Task directions
Find all the lines in the entries below that hold the word "green" and copy them.

Provided data
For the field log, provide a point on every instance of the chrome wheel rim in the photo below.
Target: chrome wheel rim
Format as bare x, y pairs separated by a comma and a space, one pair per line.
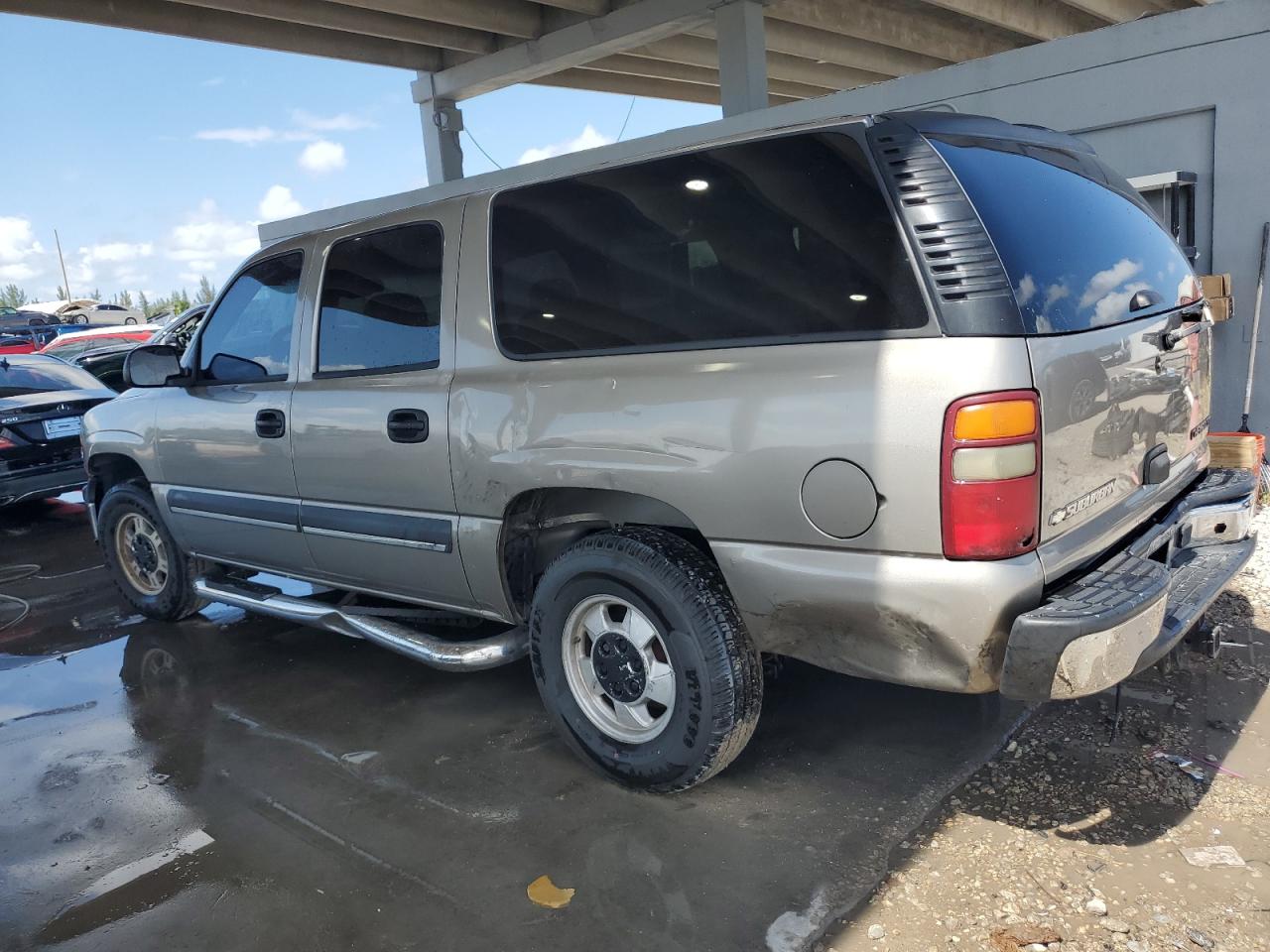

--

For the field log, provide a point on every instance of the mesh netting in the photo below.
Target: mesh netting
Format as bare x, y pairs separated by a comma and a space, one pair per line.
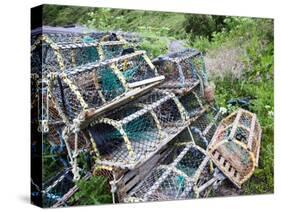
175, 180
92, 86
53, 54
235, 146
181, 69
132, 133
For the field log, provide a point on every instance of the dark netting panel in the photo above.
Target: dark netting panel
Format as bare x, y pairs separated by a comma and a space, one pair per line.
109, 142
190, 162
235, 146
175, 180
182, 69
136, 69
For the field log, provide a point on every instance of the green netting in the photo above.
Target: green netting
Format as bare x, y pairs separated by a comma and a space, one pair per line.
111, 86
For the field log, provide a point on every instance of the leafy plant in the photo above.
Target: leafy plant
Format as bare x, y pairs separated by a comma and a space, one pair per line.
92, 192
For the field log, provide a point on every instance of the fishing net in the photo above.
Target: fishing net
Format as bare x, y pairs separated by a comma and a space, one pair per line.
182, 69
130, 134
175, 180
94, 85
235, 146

Task result
For the field log, provide a point on every instance of the green netting in the photo above.
Target: green netting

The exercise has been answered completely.